*About this exercise*: Every line of the data must appear again in the answer, exactly as written.

Record excerpts Block Start

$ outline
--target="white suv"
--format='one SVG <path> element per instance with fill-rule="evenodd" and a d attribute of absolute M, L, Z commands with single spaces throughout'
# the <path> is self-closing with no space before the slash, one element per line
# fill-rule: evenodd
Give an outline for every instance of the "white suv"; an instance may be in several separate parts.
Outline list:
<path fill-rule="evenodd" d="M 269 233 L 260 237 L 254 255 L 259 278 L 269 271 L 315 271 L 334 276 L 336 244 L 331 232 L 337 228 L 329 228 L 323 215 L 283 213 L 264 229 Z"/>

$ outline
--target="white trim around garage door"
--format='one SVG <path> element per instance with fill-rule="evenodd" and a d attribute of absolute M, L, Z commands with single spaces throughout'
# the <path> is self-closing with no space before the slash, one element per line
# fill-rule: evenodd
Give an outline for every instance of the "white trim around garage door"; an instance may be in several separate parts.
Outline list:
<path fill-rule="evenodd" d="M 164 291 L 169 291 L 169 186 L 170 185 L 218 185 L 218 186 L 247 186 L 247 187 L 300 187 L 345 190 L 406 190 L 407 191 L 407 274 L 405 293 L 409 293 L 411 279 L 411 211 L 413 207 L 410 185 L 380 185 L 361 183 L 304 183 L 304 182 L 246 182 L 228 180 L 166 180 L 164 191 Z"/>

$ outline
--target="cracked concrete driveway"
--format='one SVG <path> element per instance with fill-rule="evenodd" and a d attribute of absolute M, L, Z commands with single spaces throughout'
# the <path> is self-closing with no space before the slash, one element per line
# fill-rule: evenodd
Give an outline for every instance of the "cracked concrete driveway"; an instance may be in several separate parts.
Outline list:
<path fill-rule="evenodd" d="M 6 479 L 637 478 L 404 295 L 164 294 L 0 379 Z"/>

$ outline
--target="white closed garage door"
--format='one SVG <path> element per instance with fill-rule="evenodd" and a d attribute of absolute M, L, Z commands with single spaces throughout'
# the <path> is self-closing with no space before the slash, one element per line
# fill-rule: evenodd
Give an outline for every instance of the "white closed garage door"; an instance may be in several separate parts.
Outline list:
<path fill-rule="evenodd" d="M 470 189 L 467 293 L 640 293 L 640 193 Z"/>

Record excerpts Block End

*Exercise answer*:
$ outline
--target="white suv"
--format='one SVG <path> element per instance with fill-rule="evenodd" and a d attribute of absolute M, L, Z commands with single spaces throughout'
# the <path> is self-closing with no space before the slash, one element per line
# fill-rule: evenodd
Give an outline for every instance of the "white suv"; an instance may be in several separate parts.
Outline list:
<path fill-rule="evenodd" d="M 269 233 L 260 237 L 254 255 L 259 278 L 269 271 L 315 271 L 334 276 L 336 244 L 331 232 L 337 228 L 329 228 L 323 215 L 283 213 L 264 229 Z"/>

$ outline
--target="white trim around garage door"
--format='one SVG <path> element per instance with fill-rule="evenodd" and a d attribute of absolute M, L, Z commands with single spaces throughout'
# the <path> is self-closing with no space before the slash, one element per line
# fill-rule: evenodd
Give an outline for every instance of the "white trim around garage door"; an instance may be in several separate parts.
Outline list:
<path fill-rule="evenodd" d="M 164 291 L 169 291 L 169 186 L 170 185 L 218 185 L 218 186 L 247 186 L 247 187 L 300 187 L 345 190 L 406 190 L 407 191 L 407 274 L 405 293 L 409 293 L 411 279 L 411 211 L 413 207 L 410 185 L 380 185 L 361 183 L 304 183 L 304 182 L 246 182 L 228 180 L 166 180 L 164 191 Z"/>

$ outline
--target="cracked concrete driveway"
--format='one SVG <path> element per instance with fill-rule="evenodd" and a d attribute of absolute M, L, Z commands with single spaces throughout'
# the <path> is self-closing with no space before the slash, one element per line
# fill-rule: evenodd
Give an outline for every instance of the "cracked concrete driveway"; an instance may be in several separate parts.
Outline list:
<path fill-rule="evenodd" d="M 6 479 L 637 478 L 404 295 L 164 294 L 0 379 Z"/>

$ outline
--target="white closed garage door"
--format='one SVG <path> element per instance with fill-rule="evenodd" and a d attribute of absolute M, L, Z commands with single spaces throughout'
# the <path> is self-closing with no space before the slash, one element per line
# fill-rule: evenodd
Give an outline for every instance of the "white closed garage door"; an instance may be in several separate parts.
Outline list:
<path fill-rule="evenodd" d="M 470 189 L 467 293 L 640 293 L 640 193 Z"/>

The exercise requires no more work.